▶ [Dataset content]:
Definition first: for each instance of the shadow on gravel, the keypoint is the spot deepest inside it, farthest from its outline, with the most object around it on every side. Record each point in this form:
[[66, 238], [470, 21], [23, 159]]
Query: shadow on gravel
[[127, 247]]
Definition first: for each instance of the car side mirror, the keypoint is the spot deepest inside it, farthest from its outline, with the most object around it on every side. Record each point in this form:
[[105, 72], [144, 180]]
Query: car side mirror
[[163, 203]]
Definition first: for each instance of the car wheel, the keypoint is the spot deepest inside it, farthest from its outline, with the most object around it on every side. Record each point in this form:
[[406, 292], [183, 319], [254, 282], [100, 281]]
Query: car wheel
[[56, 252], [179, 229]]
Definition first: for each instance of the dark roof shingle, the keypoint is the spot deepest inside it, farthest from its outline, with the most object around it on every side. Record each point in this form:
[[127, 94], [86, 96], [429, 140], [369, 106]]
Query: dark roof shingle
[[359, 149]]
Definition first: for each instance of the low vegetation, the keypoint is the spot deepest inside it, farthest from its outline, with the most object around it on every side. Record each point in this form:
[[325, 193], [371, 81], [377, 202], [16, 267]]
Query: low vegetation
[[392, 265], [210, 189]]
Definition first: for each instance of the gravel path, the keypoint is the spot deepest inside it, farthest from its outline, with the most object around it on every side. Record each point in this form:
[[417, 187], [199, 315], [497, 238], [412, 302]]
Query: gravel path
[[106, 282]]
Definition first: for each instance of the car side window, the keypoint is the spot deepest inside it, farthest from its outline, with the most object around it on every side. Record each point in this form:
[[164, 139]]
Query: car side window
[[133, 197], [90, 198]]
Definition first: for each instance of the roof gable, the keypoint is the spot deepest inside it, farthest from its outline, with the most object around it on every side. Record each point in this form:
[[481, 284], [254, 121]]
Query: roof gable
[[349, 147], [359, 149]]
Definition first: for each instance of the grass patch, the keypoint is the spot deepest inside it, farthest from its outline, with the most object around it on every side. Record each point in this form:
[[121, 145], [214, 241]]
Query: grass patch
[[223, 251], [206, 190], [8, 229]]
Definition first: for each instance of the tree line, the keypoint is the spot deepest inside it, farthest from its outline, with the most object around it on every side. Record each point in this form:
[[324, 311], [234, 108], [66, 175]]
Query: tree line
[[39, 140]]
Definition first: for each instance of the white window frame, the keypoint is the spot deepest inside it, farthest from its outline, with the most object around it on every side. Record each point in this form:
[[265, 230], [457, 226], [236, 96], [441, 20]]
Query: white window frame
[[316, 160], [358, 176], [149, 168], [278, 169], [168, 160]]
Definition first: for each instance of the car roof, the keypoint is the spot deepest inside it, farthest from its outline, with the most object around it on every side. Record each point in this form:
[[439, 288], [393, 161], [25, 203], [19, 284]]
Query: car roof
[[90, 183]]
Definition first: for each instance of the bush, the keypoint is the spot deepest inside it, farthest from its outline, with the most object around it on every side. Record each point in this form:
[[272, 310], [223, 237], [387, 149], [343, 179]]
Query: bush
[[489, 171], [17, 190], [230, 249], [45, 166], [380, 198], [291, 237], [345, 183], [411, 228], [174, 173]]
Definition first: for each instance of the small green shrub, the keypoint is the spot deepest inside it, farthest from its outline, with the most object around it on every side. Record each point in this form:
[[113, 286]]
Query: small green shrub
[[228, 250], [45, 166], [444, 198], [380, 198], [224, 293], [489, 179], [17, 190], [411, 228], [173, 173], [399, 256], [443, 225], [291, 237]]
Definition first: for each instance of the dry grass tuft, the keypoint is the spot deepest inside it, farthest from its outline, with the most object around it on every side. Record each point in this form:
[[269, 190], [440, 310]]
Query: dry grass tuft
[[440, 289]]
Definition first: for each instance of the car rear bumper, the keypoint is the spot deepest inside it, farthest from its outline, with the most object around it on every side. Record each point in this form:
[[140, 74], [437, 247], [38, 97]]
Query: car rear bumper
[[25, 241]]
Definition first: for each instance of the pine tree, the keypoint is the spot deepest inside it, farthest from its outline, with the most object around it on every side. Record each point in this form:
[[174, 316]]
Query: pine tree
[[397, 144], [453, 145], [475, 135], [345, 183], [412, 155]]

▶ [Request]: Quote the records word for word, starting at the line that contains "Definition first: for each instance of the car rear" and ending with the last line of the records.

▶ [Finished task]:
Definition first: for each instance of the car rear bumper, the keypoint is the spot deepest inside it, farthest from its outline, with the most object around it on every side. Record each point in this form:
[[140, 74], [437, 247], [38, 97]]
Query: car rear bumper
[[25, 241]]
Definition first: for each instance of the pine tree, the keypoint is the spot deepest inside it, farthest from its outline, with the most object around it on every side. Record each point in this form:
[[174, 316]]
Query: pine tree
[[397, 144], [453, 145], [475, 135], [345, 183], [412, 155]]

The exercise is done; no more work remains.